** Aim of the exercise **
Output all the records word for word. Drop the pictures.

** Available data **
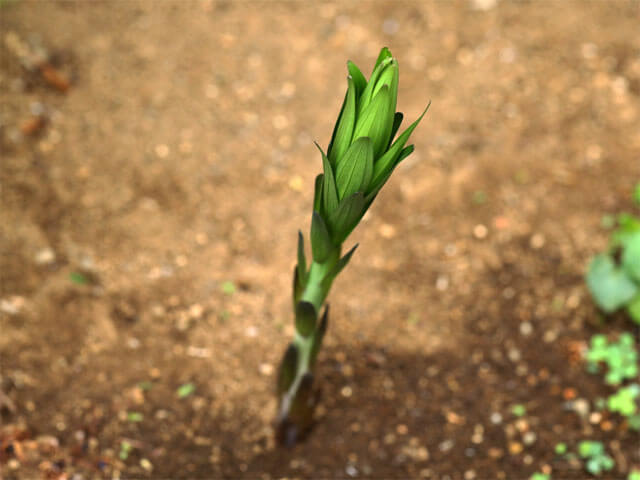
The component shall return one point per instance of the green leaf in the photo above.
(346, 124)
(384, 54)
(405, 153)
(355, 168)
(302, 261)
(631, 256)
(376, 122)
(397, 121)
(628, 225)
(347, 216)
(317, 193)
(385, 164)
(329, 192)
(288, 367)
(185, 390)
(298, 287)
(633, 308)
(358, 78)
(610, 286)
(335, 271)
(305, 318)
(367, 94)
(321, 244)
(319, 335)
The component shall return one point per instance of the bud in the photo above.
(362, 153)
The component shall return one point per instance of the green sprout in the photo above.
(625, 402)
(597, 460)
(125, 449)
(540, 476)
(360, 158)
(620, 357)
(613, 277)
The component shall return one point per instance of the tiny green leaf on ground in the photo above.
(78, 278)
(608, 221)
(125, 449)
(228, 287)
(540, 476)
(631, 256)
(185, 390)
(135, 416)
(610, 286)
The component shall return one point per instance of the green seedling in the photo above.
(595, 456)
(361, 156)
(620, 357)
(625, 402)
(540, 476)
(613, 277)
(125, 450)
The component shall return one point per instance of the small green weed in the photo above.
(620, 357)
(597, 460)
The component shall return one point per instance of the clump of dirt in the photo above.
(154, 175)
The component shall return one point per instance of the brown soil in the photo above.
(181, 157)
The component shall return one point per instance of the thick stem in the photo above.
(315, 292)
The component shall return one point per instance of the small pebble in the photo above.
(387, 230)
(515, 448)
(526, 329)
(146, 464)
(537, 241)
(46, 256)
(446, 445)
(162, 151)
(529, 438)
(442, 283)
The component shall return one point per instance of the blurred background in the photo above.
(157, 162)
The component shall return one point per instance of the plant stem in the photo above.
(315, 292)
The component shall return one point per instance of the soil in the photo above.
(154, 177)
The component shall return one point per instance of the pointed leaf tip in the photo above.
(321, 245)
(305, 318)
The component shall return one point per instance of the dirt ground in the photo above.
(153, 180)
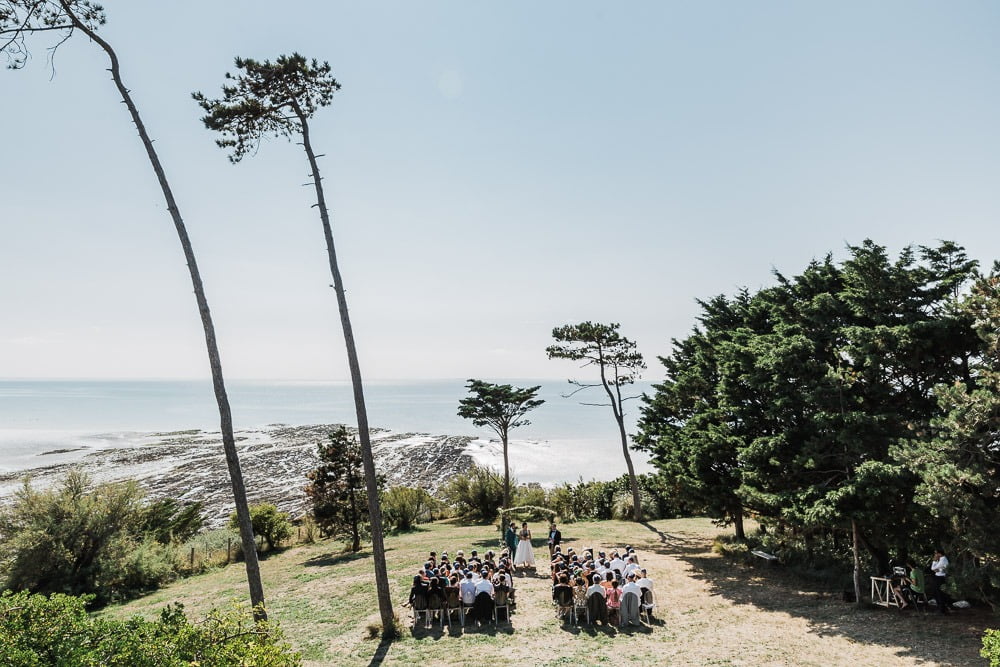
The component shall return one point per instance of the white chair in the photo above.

** Answer section **
The component shall return one point per instance of the green leaf in the photo above.
(346, 124)
(384, 54)
(405, 153)
(355, 168)
(302, 261)
(631, 256)
(376, 122)
(397, 121)
(628, 225)
(347, 216)
(317, 193)
(385, 164)
(329, 192)
(288, 367)
(185, 390)
(298, 287)
(633, 308)
(358, 78)
(610, 286)
(335, 271)
(305, 318)
(367, 94)
(321, 244)
(319, 335)
The component shall return one point per instance of the bud in the photo above.
(362, 153)
The component shall return one point per instance of the green sprout in the photo above.
(625, 402)
(597, 460)
(125, 449)
(540, 476)
(360, 158)
(620, 357)
(613, 277)
The component shall return one point per instance of the tiny green leaf on ground in the photo above.
(78, 278)
(608, 221)
(125, 449)
(228, 287)
(540, 476)
(631, 256)
(185, 390)
(135, 416)
(610, 286)
The component shall return one point per instance of the green seedling in the photo above.
(595, 456)
(361, 156)
(620, 357)
(625, 402)
(540, 476)
(613, 277)
(125, 450)
The component shall return one point per instance of the small green weed in the photo above.
(620, 357)
(597, 460)
The component shall return one point per instance of the clump of dirt in the photo above.
(154, 175)
The component shall return one point per instance of the brown soil in the photo above.
(181, 157)
The component shall return one point per instance of the thick stem in the photo above.
(315, 292)
The component shall return one point per instance of the small pebble in the photo above.
(387, 230)
(515, 448)
(526, 329)
(146, 464)
(537, 241)
(46, 256)
(446, 445)
(162, 151)
(529, 438)
(442, 283)
The component shall return one point per instance of the blurred background in the photo above.
(157, 162)
The component shall return one point per instance of the plant stem in the photo above.
(315, 292)
The component shall return one point per instance of the soil in the photo above.
(154, 177)
The component shall return one point per instance of the pointed leaf tip in the photo above.
(321, 245)
(305, 318)
The component shall return one point per instance of the dirt ground in the photo above.
(153, 180)
The component shall return one point per instance of the white chair in the photo above.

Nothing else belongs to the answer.